**DOCUMENTO FUENTE**
----

Querido Guille:
Hace unos meses, Manuel me envió una foto del cuadro Mujer con loro desde el MET. Me dijo que aquel cuadro le recordaba a mis poemas (yo estaba, justo entonces, en el proceso de edición de mi primer libro, que es ya un momento en el que quizá uno empieza a comprender mejor sobre qué escribe y cómo escribe) y me quedé pensando en ello al verlo. En el cuadro, me pareció ver, sin tener mucha idea de historia del arte ni de análisis pictórico, una relación curiosa entre la mujer y el loro que se posaba entre sus dedos. La mujer del cuadro reposa tumbada desnuda, en pleno estado de vulnerabilidad. Su pelo largo y rizado se esparce armoniosamente en las sábanas, rodeando casi la firma del pintor. La mano reposando sobre uno de los muslos y la otra elevada, en la misma dirección de su mirada: allí encontramos al loro. Con las alas y el pico abiertos, me pareció que había en el animal cierto gesto agresivo. Y aún así ella no le tiene miedo: sigue sonriendo tranquila. Que podamos ver sus dientes nos dice incluso que puede que la escena le divierta, que la distancia precisa con el loro (lo salvaje, el elemento incontrolable de la escena) no le produce temor pese a su total relajación, pese al desnudo. Detrás de la cama en la que la protagonista del cuadro reposa, hay un posadero. Ese es el lugar de descanso del loro, así que podemos pensar que el loro es incluso la mascota de la mujer. No es por tanto un elemento extraño, no es un animal que aparece de repente y se va. El loro vive con ella, es un animal exótico pero familiar. La relación entre erotismo y familiaridad con la violencia de la que para mí habló enseguida aquel cuadro me conmovió y quise que mis poemas se parecieran a aquel cuadro. Así que decidí creer a Manuel. Él me dijo enseguida: está alejándolo de sí al mismo tiempo que lo contempla, en paz.
Me obsesioné, claro, con aquel cuadro, como solo uno se obsesiona con las cosas ajenas que explican casi mejor que uno lo que quiere decir, o más bien aquellas cosas que uno preferiría que hablasen por él. Yo deseaba que aquel cuadro de 1866 contase lo que entonces quería contarme a mí misma: que algunas violencias que arrastraba y que estaban contenidas en aquel libro que acababa entonces, fuesen un elemento familiar pero ya exótico y extraño. Con la distancia exacta para poder relacionarme con ellas en paz. Decía Margot Rot hace unos días que en algunos libros ocurre un ejercicio de justicia. Se dejan atrás cosas. Es curioso como precisamente la escritura, que trata de intentar hacer permanecer lo que sabemos en algún punto que se escapa, nos permite también tomar distancia.

----

**OBJETIVO DE LA TAREA**
Según la carta de arriba sobre el cuadro Mujer con loro, ¿es correcta cada afirmación? Contesta sí o no y cita literalmente las palabras del texto que lo deciden.
(a) El loro del cuadro tiene las alas y el pico abiertos.
(b) La mujer del cuadro muestra miedo ante el loro.
(c) El cuadro es de 1866.

**CONJUNTO DE REGISTROS**
----

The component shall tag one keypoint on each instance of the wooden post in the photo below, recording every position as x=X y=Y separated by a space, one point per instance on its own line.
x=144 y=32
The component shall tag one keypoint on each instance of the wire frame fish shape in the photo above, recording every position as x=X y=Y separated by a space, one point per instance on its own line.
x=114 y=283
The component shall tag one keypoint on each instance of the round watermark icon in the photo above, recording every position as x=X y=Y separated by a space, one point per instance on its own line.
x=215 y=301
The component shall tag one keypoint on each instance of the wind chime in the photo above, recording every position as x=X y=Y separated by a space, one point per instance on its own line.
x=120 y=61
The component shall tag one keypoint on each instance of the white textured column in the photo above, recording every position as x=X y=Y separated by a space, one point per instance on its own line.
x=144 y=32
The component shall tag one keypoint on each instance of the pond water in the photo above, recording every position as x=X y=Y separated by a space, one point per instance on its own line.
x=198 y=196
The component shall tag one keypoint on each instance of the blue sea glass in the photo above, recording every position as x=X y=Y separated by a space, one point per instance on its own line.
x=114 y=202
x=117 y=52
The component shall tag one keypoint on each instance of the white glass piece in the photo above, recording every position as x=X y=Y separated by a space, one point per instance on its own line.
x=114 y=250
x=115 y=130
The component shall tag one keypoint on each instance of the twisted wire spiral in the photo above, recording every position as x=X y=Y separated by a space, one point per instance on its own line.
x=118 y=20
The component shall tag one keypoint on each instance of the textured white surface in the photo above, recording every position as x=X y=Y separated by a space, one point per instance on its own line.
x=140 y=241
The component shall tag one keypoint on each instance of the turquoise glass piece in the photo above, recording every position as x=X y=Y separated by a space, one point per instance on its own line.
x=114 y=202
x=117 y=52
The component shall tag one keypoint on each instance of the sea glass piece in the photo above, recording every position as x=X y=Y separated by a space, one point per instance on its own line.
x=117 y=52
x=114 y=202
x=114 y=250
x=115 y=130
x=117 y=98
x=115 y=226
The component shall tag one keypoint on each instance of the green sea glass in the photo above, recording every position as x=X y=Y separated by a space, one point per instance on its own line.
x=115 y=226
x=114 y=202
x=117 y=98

----

**RESPUESTA AL PROBLEMA**
(a) Sí: «Con las alas y el pico abiertos, me pareció que había en el animal cierto gesto agresivo.»
(b) No: «Y aún así ella no le tiene miedo: sigue sonriendo tranquila.»
(c) Sí: «Yo deseaba que aquel cuadro de 1866 contase lo que entonces quería contarme a mí misma»